• [What the exercise asks]:
Search each line below for the word "child" and list those that contain it.
--------------------------------
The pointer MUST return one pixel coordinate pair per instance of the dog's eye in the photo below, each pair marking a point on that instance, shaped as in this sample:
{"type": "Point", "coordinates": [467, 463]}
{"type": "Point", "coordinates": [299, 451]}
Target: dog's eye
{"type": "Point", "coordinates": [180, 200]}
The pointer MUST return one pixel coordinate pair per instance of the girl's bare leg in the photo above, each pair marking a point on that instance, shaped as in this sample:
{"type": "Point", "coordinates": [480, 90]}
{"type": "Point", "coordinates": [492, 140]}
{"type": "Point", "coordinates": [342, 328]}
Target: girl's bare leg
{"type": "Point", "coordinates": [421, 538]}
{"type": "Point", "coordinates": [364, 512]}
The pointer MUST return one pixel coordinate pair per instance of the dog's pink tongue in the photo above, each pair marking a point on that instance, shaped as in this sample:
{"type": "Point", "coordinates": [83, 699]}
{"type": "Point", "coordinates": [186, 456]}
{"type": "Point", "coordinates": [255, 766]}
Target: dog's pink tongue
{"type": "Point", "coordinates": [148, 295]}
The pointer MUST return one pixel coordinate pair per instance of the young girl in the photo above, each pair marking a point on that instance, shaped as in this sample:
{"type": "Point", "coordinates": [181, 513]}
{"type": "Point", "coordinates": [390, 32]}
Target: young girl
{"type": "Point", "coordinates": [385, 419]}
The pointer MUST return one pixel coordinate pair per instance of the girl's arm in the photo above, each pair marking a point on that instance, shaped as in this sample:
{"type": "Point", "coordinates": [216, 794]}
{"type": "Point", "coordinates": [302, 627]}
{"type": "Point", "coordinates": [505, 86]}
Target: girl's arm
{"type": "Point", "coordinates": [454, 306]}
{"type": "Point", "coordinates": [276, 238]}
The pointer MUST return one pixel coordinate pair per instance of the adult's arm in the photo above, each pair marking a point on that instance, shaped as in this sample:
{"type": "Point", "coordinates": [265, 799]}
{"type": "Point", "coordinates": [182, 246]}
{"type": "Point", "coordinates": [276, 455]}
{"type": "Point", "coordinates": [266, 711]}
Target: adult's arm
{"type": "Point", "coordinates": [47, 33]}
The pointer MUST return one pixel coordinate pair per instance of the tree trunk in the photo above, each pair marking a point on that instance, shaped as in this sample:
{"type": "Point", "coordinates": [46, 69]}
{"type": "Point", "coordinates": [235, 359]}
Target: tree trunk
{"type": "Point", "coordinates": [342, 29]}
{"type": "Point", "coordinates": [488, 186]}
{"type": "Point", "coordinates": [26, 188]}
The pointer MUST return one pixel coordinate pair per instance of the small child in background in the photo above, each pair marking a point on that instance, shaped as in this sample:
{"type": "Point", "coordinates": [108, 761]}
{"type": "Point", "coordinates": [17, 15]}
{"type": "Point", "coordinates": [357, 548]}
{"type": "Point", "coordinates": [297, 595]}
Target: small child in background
--------------------------------
• [Written response]:
The pointer MUST return one pixel coordinate pair per instance of the small child in background in the photo above, each pair marking a point on that instance, shaped as in this sample:
Target: small child in background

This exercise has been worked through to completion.